Part of a data file
┌────────
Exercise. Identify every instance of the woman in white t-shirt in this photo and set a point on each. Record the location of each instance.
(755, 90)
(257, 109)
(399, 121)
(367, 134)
└────────
| Required work |
Swap "white t-shirt" for "red jacket" in these lines and leave everything else unchanged.

| Exercise result |
Exercise. Identify every instance of the woman in red jacket in this photo and set a point on each. Record the location of each instance.
(755, 90)
(257, 109)
(399, 121)
(367, 134)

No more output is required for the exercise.